● **CONSIGNE**:
Réécris toutes les lignes de la liste ci-dessous sous forme de liste numérotée, en omettant les lignes vides.

● **DONNÉES DE L'EXERCICE**:
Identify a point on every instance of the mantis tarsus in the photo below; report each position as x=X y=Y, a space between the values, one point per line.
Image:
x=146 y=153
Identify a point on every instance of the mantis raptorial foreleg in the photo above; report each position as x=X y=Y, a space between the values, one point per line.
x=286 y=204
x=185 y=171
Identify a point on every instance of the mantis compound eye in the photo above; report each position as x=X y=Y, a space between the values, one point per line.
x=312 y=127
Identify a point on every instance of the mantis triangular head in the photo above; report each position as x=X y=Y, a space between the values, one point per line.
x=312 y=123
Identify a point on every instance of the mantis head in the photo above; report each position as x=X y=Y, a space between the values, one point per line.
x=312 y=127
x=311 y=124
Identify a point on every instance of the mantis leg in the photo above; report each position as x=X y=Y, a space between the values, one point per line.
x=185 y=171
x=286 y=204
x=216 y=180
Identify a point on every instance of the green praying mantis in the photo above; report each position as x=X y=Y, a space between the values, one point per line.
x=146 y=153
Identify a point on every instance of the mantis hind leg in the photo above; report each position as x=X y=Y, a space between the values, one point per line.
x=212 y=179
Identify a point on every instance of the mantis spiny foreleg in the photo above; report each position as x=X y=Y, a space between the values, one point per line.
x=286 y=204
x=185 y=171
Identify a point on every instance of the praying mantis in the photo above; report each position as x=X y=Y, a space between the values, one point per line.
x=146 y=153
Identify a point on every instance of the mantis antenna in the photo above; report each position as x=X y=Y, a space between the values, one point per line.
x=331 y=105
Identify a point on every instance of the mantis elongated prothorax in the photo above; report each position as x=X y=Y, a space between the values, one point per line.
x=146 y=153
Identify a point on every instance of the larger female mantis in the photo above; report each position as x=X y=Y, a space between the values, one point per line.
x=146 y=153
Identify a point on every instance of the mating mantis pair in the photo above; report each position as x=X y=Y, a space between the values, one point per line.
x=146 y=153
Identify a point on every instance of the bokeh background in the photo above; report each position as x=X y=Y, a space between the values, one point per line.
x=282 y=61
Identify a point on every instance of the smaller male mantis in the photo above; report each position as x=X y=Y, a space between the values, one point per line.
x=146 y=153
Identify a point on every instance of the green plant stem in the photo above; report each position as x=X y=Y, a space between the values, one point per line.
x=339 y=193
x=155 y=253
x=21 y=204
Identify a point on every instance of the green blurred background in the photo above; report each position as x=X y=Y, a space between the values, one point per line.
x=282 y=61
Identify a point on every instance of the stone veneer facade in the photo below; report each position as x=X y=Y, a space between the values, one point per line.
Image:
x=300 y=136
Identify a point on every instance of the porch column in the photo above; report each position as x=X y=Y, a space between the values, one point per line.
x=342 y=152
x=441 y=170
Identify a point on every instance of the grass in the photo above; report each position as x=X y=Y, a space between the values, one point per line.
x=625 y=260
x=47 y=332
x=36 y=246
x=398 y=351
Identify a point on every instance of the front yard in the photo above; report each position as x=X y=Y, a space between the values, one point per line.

● **EXERCICE CORRIGÉ**:
1. Identify a point on every instance of the mantis tarsus in the photo below; report each position as x=X y=Y, a space between the values, one point per line.
2. Image:
3. x=146 y=153
4. Identify a point on every instance of the mantis raptorial foreleg in the photo above; report each position as x=X y=Y, a space between the values, one point per line.
5. x=286 y=204
6. x=185 y=171
7. Identify a point on every instance of the mantis compound eye in the photo above; report each position as x=X y=Y, a space between the values, one point per line.
8. x=312 y=127
9. Identify a point on every instance of the mantis triangular head in the photo above; report each position as x=X y=Y, a space between the values, one point per line.
10. x=312 y=123
11. Identify a point on every instance of the mantis head in the photo above; report each position as x=X y=Y, a space between the values, one point per line.
12. x=312 y=127
13. x=311 y=124
14. Identify a point on every instance of the mantis leg in the photo above; report each position as x=X y=Y, a space between the values, one point per line.
15. x=185 y=171
16. x=286 y=204
17. x=216 y=180
18. Identify a point on every instance of the green praying mantis in the photo above; report each position as x=X y=Y, a space between the values, one point per line.
19. x=146 y=153
20. Identify a point on every instance of the mantis hind leg in the photo above; report each position as x=X y=Y, a space between the values, one point per line.
21. x=212 y=179
22. Identify a point on every instance of the mantis spiny foreleg in the photo above; report each position as x=X y=Y, a space between the values, one point per line.
23. x=286 y=204
24. x=185 y=171
25. Identify a point on every instance of the praying mantis in the photo above; report each position as x=X y=Y, a space between the values, one point per line.
26. x=146 y=153
27. Identify a point on every instance of the mantis antenna in the photo above; report each position as x=X y=Y, a space between the values, one point per line.
28. x=331 y=105
29. Identify a point on every instance of the mantis elongated prothorax in the photo above; report each position as x=X y=Y, a space between the values, one point per line.
30. x=146 y=153
31. Identify a point on every instance of the larger female mantis in the photo above; report each position as x=X y=Y, a space between the values, one point per line.
32. x=146 y=153
33. Identify a point on every instance of the mating mantis pair in the photo above; report each position as x=X y=Y, a space between the values, one point per line.
34. x=146 y=153
35. Identify a point on every instance of the bokeh background in the photo above; report each position as x=X y=Y, a space between the values, one point per line.
36. x=282 y=61
37. Identify a point on every instance of the smaller male mantis in the photo above; report each position as x=X y=Y, a space between the values, one point per line.
38. x=146 y=153
39. Identify a point on every instance of the green plant stem in the photo above; report each position as x=X y=Y, a space between the values, one point per line.
40. x=339 y=193
41. x=155 y=253
42. x=21 y=204
43. Identify a point on every instance of the green blurred background in the photo above; report each position as x=X y=Y, a space between the values, one point per line.
44. x=282 y=61
45. Identify a point on every instance of the stone veneer facade in the photo below; report each position as x=X y=Y, a space between the values, one point per line.
46. Image:
47. x=300 y=136
48. Identify a point on every instance of the porch column in the photo above; report each position as x=X y=Y, a space between the values, one point per line.
49. x=342 y=152
50. x=441 y=170
51. Identify a point on every instance of the grass in the photo above; report each position as x=X y=Y, a space between the values, one point per line.
52. x=625 y=260
53. x=47 y=332
54. x=36 y=246
55. x=398 y=351
56. Identify a point on every instance of the front yard in the photo above; report each position as x=X y=Y, a space between the values, one point per line.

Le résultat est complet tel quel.